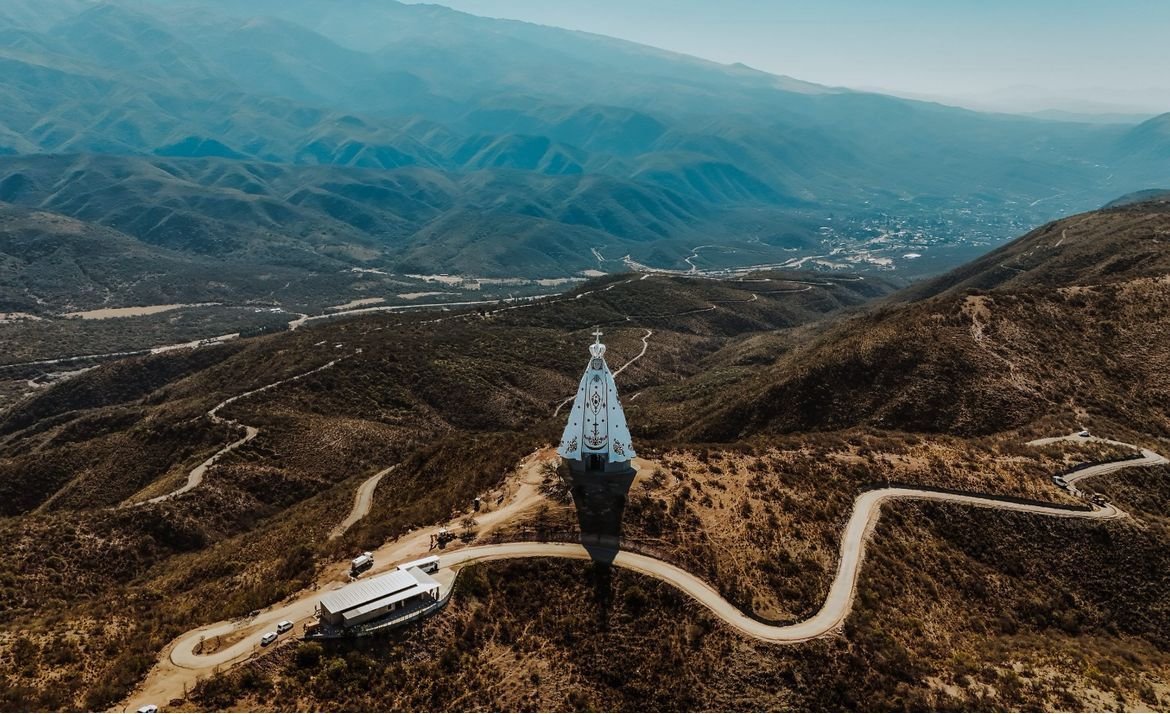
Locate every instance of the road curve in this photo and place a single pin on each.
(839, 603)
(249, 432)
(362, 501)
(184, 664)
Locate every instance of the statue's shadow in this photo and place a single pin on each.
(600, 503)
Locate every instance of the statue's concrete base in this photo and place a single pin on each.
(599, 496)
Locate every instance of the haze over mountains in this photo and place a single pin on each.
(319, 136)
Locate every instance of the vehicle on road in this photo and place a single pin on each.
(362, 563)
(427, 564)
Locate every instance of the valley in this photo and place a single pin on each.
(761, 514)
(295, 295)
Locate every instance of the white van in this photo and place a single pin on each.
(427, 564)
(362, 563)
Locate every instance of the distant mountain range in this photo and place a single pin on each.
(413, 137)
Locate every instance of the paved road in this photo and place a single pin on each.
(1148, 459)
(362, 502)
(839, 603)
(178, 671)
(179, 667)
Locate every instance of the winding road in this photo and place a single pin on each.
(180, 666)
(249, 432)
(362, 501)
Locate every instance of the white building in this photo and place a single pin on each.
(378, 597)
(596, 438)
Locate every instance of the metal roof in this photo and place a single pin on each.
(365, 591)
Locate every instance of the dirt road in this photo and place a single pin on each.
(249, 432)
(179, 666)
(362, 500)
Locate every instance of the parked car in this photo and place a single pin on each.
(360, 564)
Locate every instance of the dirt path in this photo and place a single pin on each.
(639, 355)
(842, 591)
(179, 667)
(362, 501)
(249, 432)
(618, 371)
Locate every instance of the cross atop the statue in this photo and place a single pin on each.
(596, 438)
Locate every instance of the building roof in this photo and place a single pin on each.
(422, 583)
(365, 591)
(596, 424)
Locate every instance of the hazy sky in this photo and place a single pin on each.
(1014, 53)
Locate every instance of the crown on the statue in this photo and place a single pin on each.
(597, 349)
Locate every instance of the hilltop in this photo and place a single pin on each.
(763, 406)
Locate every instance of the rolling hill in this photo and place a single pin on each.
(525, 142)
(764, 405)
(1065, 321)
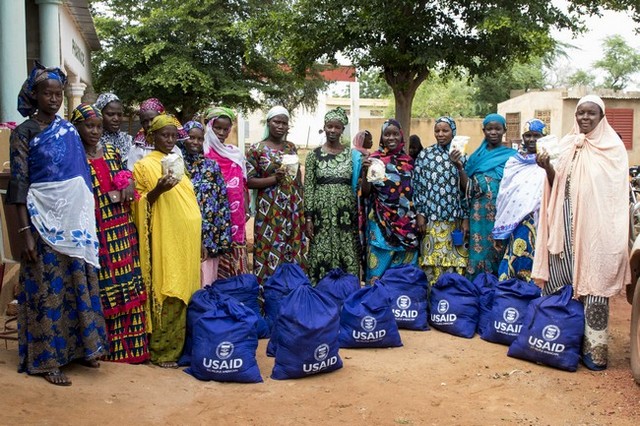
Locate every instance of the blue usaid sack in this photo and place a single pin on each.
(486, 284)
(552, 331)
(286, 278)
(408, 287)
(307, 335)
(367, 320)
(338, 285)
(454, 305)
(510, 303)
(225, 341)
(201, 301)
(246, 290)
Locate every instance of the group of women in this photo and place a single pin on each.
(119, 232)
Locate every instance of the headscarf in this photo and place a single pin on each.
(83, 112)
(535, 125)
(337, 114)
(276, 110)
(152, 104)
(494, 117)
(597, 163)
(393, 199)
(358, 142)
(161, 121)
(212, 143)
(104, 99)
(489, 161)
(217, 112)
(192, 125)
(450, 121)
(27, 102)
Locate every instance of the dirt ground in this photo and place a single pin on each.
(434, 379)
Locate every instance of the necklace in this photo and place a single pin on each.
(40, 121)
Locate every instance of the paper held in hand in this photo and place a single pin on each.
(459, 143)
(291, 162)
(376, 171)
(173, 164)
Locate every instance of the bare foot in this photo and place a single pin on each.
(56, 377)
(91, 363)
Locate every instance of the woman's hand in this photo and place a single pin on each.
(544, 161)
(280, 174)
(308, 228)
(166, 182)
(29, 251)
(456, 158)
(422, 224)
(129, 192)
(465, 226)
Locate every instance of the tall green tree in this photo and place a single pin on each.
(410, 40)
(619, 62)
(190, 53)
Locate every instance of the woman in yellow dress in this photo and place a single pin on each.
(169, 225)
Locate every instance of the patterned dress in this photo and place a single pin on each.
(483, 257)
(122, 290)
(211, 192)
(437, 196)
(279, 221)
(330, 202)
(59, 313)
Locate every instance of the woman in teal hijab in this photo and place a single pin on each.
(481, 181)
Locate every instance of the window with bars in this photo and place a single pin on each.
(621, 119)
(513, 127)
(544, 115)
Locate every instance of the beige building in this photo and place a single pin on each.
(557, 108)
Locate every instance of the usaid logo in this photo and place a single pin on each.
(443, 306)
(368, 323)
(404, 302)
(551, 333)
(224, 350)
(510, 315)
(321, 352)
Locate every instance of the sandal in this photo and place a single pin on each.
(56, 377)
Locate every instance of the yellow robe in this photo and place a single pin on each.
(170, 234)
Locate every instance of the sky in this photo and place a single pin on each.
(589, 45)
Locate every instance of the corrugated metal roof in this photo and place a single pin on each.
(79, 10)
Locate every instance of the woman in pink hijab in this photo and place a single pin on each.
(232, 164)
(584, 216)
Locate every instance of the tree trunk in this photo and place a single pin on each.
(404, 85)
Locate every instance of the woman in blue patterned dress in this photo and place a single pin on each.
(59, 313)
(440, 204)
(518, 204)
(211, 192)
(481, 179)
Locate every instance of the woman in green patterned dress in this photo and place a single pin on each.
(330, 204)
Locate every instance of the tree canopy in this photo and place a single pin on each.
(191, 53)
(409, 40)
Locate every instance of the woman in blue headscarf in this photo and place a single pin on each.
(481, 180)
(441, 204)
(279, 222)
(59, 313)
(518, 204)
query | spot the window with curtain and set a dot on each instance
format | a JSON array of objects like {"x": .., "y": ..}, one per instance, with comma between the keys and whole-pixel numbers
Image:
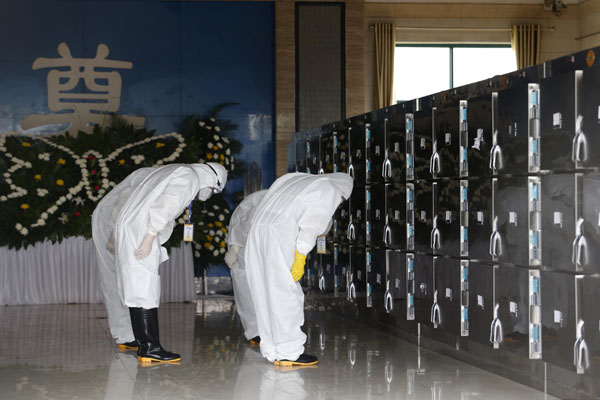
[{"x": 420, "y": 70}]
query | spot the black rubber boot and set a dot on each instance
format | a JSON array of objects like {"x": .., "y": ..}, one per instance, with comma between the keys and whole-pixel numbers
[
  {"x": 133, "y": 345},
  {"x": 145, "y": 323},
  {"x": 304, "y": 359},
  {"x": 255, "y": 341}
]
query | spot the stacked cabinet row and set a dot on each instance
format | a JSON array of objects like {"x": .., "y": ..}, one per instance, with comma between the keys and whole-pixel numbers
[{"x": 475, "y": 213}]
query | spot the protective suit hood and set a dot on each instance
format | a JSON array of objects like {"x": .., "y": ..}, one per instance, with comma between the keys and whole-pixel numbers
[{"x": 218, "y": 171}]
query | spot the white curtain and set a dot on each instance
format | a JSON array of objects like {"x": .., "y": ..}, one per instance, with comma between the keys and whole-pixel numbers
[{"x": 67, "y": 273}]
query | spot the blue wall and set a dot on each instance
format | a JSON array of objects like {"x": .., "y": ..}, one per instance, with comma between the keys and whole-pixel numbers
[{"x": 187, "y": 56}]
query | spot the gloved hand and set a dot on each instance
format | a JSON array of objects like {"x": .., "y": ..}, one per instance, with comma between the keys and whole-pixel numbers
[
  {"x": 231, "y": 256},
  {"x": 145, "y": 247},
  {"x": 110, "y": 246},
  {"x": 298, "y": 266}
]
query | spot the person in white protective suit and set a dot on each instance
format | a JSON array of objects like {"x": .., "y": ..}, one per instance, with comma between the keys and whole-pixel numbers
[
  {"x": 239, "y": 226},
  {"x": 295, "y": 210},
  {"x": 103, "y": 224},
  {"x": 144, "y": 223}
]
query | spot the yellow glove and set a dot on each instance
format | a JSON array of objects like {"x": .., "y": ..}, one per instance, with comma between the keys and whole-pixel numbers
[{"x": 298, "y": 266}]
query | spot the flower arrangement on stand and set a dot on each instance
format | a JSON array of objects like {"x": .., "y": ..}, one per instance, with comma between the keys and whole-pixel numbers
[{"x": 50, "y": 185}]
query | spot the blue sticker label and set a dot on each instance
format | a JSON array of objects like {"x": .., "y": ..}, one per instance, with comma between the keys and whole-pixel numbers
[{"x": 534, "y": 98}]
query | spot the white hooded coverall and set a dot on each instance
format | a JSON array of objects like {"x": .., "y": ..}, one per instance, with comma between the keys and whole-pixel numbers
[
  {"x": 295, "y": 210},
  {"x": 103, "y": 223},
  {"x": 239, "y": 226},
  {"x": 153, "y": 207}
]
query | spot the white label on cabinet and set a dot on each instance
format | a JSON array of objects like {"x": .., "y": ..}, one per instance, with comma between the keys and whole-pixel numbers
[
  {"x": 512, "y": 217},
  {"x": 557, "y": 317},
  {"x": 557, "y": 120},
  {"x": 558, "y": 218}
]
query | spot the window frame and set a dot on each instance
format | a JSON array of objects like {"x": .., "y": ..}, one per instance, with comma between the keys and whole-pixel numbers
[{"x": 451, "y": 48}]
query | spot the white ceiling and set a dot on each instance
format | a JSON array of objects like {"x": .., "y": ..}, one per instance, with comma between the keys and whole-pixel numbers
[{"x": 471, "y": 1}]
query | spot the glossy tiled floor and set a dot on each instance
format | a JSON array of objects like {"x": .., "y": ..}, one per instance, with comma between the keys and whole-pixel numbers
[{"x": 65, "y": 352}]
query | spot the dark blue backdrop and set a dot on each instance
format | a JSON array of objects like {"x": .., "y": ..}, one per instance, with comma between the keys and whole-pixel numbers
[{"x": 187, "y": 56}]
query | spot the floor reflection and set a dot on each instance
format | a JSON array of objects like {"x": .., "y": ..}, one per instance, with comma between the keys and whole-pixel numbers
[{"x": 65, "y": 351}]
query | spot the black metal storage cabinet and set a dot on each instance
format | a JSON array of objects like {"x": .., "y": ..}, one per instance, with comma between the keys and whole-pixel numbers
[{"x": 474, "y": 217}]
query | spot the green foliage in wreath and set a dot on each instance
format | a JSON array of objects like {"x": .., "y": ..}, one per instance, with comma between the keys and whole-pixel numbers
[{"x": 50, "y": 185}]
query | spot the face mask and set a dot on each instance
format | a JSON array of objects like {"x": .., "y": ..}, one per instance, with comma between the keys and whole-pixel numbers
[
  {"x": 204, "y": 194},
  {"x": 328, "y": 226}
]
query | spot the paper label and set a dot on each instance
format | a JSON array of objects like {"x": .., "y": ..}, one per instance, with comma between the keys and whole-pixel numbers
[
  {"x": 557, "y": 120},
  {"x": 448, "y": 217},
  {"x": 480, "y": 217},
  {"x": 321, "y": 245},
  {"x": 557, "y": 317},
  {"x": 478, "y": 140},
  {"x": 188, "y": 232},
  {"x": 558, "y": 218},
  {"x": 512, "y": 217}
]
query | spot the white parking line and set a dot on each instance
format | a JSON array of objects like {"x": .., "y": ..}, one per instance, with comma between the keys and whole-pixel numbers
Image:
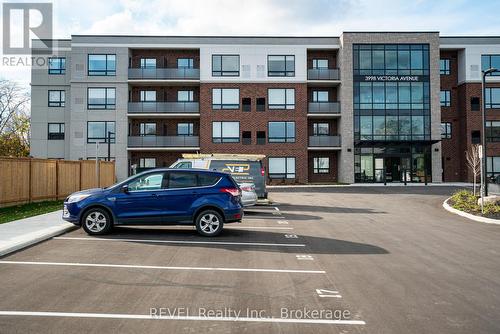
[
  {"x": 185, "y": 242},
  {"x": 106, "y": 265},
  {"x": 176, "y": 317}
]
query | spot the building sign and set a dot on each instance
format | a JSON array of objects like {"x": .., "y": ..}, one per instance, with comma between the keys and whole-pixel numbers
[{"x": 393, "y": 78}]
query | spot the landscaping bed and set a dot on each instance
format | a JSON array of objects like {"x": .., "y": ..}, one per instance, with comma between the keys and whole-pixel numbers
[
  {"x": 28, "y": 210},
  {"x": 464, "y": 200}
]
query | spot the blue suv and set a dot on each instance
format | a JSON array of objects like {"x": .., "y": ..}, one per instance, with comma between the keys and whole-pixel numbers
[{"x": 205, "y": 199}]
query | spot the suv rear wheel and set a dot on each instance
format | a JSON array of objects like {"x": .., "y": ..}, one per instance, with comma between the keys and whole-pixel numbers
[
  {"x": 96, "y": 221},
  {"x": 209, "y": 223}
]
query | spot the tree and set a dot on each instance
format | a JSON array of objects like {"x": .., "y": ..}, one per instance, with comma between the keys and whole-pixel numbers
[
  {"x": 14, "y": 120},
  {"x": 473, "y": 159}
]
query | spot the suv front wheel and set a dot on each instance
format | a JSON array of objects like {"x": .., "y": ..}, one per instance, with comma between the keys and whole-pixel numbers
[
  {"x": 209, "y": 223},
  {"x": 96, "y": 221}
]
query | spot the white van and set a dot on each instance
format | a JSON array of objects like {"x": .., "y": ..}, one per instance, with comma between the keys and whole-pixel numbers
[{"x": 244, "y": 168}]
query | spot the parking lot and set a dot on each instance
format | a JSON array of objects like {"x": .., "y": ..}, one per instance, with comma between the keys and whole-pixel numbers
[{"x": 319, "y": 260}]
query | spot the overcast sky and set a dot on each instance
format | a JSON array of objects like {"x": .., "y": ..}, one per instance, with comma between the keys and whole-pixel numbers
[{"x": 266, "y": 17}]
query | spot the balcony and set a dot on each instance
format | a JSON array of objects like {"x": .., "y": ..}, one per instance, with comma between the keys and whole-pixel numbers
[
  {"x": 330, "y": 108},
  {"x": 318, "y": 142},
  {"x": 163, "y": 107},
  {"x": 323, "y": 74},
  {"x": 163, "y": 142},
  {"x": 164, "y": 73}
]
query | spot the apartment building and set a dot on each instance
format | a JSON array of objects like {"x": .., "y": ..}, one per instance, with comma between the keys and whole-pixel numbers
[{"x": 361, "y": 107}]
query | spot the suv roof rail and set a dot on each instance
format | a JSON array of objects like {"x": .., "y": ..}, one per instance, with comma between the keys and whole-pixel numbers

About this task: Look above for the line with "query | spot the dark" and the line with "query | spot the green", and reproduce exactly those two lines plus every line between, nothing more.

Written response:
query | spot the dark blue backdrop and set a dot on each instance
format | a JSON array of objects like {"x": .., "y": ..}, one per instance, with comma between the keys and whole-pixel numbers
[{"x": 187, "y": 56}]
query | spot the floor reflection and set a dot on each instance
format | a JSON array of objects like {"x": .., "y": ..}, one per instance, with comma between the keys and whole-pixel numbers
[{"x": 65, "y": 351}]
query | spot the black metal storage cabinet and set a dot on each instance
format | a JSON array of objects like {"x": .., "y": ..}, one per instance, with comma between the keys and whole-pixel numbers
[{"x": 474, "y": 217}]
query | spot the green foliage in wreath and set a dot on each instance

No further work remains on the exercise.